• [EXTRACTED DATA]
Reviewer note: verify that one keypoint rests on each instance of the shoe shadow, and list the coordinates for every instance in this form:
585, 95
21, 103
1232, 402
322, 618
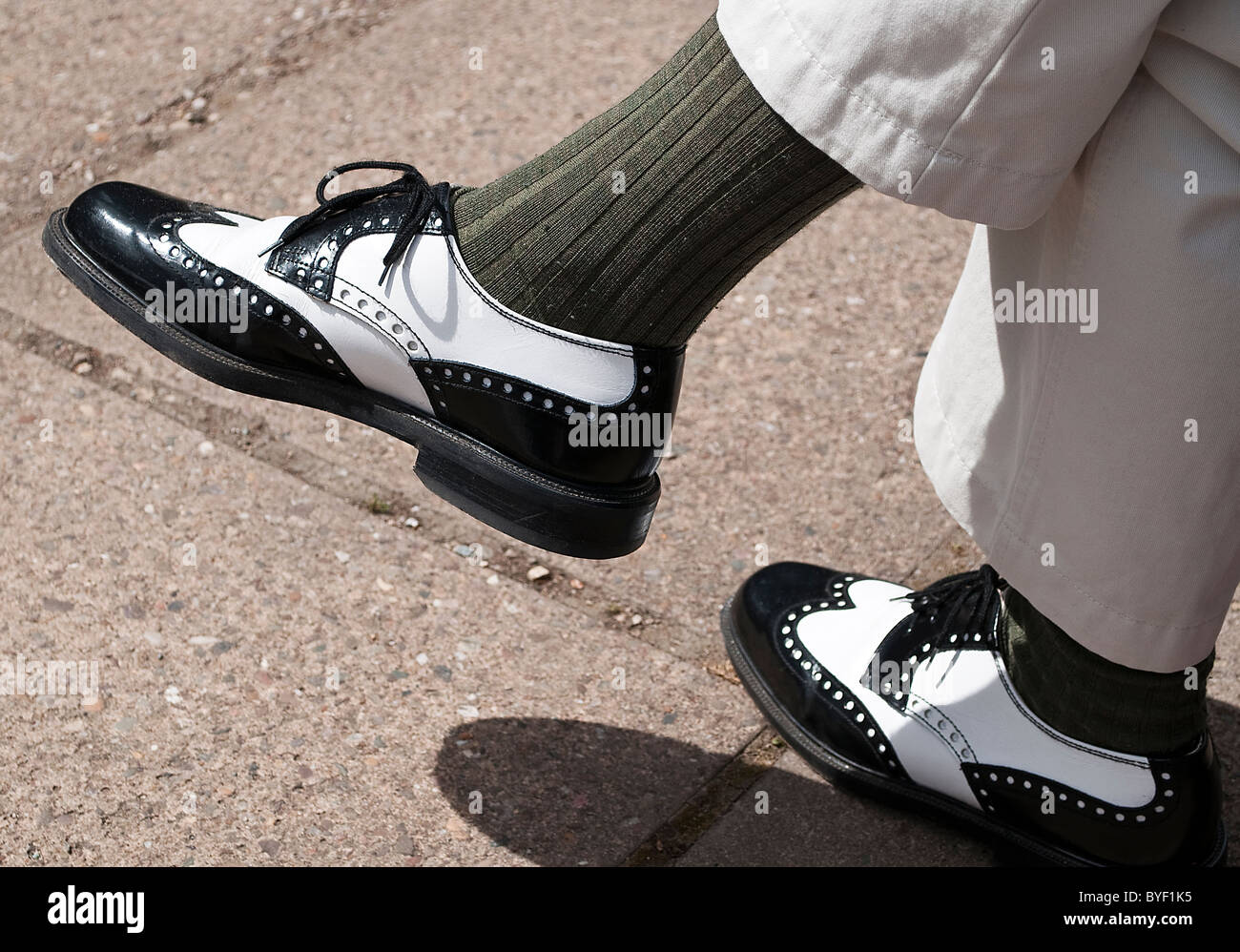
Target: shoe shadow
567, 793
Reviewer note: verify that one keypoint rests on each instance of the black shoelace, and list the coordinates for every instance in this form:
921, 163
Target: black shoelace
424, 198
960, 605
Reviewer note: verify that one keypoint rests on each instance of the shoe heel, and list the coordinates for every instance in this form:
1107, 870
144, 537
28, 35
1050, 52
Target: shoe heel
569, 520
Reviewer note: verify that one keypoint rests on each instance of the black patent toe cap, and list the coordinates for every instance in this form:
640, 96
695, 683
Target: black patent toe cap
770, 591
759, 613
115, 224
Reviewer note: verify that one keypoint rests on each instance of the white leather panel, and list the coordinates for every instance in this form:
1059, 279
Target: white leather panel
433, 294
373, 360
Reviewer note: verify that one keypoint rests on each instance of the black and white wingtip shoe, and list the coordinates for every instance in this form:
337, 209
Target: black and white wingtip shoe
364, 309
905, 694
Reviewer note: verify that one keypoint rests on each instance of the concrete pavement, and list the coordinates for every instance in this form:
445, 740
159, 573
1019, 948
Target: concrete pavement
325, 683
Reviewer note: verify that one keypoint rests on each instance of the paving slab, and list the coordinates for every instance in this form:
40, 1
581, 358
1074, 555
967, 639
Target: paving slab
284, 679
793, 817
87, 88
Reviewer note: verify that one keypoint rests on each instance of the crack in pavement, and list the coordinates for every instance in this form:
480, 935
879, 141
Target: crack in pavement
140, 139
710, 803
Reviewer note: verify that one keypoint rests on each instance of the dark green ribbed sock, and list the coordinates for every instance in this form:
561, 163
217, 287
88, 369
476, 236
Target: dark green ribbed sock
633, 227
1092, 699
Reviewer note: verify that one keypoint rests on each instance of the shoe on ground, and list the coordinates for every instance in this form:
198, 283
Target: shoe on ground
364, 309
905, 694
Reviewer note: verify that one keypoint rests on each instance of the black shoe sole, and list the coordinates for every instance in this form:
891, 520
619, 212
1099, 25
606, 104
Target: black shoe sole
587, 522
897, 793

• [STATED TASK]
Please rewrite every line in the part of the records that opens with the line containing "the black patent" and closes at the end of the records, shifting each coordinate listed under a "Target:" line by adding 100 to both of its numbers. Keep all other lines, including the sample coordinate lists, unchanged.

• [TASK SOLUTION]
Reviewer note: verify that one keypoint rests on each instance of the black patent toe cap, and list the coordinates for every instance in this form:
640, 96
695, 683
Target: black patent toe cap
870, 691
859, 713
215, 324
Reviewer note: verify that one keypoint rests on each instance of the white leather panel, and list the coordinates for every instance in this form:
1059, 279
Target: white leather panel
533, 394
473, 460
Reviewer note: verify that one keypoint rests on each instance of the black and white wingtip shoe, and list the coordinates for every instance in this form:
337, 209
Target: black and white wingtip shoe
464, 409
1005, 794
Reviewer note: verify that one keypoint rests on each instance of the concrete pavement, and list the coordinates for every instance in this form:
445, 740
159, 573
1019, 948
Target: concrete pavement
425, 783
Reviewer note: verify that one keypoint rests on each instance of the paving slab, and list the coordinates for every instance in this form:
40, 1
581, 358
1074, 555
967, 639
Target: paving slab
384, 779
893, 917
187, 188
Reviewer note: verify that one keypoint rests on each instance of the crack in pavement, and list the coordinates for every instance in this form:
480, 935
879, 141
Target: crack in pavement
240, 239
810, 903
Reviewer note: verify that one keypoint rests on each instance of the dark green ribbed sock, and list the coordinates for every instance in this form:
561, 163
217, 287
88, 369
476, 236
Target: dark green ribbed sock
733, 327
1192, 799
Reviewer note: verify that one keypoint rests on each instance of the shoe on ground, and list the coordinates for every instance in this form:
198, 283
Target: shoe on ground
464, 409
1005, 794
Reviewer note: verify that one keypoint rests on each instance of the black shoe sole, and list the coordinates for every instance in this form:
891, 520
619, 212
1099, 25
606, 104
Target: black shoe sole
687, 622
997, 893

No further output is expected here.